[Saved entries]
* * * * *
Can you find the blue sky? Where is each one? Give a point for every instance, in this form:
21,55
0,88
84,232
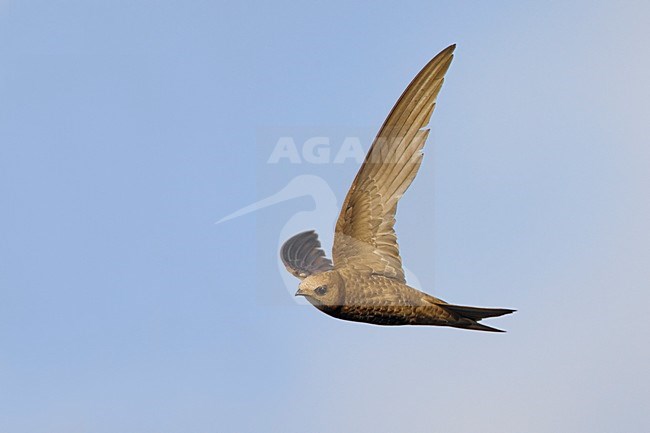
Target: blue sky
127,129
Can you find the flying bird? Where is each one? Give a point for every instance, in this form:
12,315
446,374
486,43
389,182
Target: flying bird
366,282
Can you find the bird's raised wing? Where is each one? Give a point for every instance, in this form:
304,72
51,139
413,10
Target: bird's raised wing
303,256
365,238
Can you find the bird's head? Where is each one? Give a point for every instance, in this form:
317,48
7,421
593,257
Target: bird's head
323,290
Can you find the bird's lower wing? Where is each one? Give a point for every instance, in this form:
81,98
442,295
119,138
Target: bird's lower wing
303,256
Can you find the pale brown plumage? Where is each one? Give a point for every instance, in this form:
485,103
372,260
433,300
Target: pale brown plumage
366,282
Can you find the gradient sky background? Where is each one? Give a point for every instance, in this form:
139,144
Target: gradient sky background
128,128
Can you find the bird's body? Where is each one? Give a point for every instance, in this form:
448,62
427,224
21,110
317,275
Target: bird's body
366,281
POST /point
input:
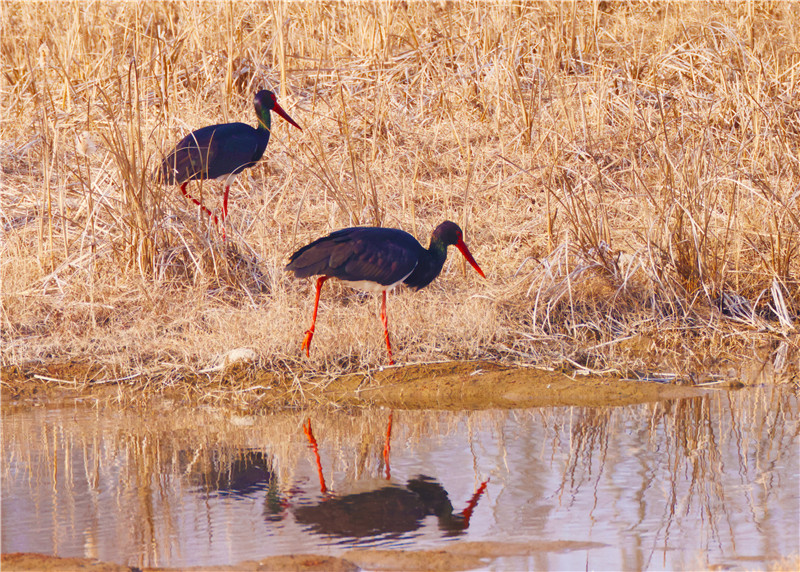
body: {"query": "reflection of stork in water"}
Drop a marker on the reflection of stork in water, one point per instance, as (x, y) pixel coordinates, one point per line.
(393, 509)
(243, 477)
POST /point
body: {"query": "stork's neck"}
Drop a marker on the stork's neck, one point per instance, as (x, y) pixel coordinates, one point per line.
(264, 120)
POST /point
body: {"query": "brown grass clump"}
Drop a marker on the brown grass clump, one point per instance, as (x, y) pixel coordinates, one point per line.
(627, 175)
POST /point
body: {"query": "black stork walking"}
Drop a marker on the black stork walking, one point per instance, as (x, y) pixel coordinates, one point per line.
(376, 259)
(222, 150)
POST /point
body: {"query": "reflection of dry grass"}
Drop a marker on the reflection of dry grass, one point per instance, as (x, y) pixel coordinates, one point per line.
(626, 173)
(687, 441)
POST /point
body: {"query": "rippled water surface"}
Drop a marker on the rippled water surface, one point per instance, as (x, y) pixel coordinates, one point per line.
(710, 481)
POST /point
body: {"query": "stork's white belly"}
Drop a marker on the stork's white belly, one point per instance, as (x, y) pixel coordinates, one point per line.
* * * * *
• [Assigned task]:
Please print the entries exactly as they stand. Images are not part of the copy.

• [Solution for this exercise]:
Can you find the blue sky? Where is each one? Give a point for every instance, in this form:
21,55
0,88
84,232
Target: blue sky
127,129
Can you find the flying bird? Where is each one? Give a point for every instance, in this form:
12,315
446,374
486,43
389,182
Target: flying bird
366,282
Can you find the bird's raised wing? Where is each one? Give a point for every instance, in this form:
304,72
51,139
413,10
Target: bird's raised wing
303,256
365,238
Can you find the bird's head? Where is each one? Give a point for every instance, in this form:
317,48
7,421
593,257
Target: bird's head
323,290
Can you find the bird's lower wing? Where is each one? Give a point for every instance, in this form:
81,98
442,295
119,138
Target: bird's lower wing
303,256
Can you find the pale brown plumage? Where is each one? Give a point for every instance, in this form:
485,103
372,260
433,300
Target: pale brown plumage
366,282
Can you find the gradient sky background? Where is each one? Give a point for every instance, in this form:
139,144
Target: gradient sky background
128,128
Can you find the bird's body? Where is each one? Give a point for every instance, in this form:
448,62
427,224
21,110
317,275
Target: bird's body
366,281
POST /point
input:
body: {"query": "reflection of stork in water"}
Drop a marker on the reflection of stork in water, one point per instance, as (x, y) pixel coordinates, one point per line.
(393, 509)
(243, 477)
POST /point
body: {"query": "stork's neck"}
Drop a marker on the stork's neck, one point per instance, as (x, y) pixel coordinates, one point per line.
(264, 120)
POST /point
body: {"query": "brown grass clump"}
Drop a marker on the brown grass clump, one point per instance, as (x, y) pixel coordinates, one point per line.
(627, 175)
POST /point
body: {"query": "black stork walking"}
Drop a marker on the black stork walking, one point per instance, as (x, y) pixel coordinates, one point per line.
(376, 259)
(222, 150)
POST /point
body: {"query": "reflection of dry grass"}
Drop a marker on the reflection of dry grass, one point per instance, as (x, y) pixel coordinates, one point per line.
(626, 173)
(687, 441)
POST /point
body: {"query": "rippled water surface"}
Drop a marker on the rippled water surface, one point per instance, as (x, y) pixel coordinates, one point per line.
(710, 481)
POST /point
body: {"query": "stork's white belly"}
Drop a marker on the stork's white belly, one point per instance, as (x, y) pixel coordinates, one point per line.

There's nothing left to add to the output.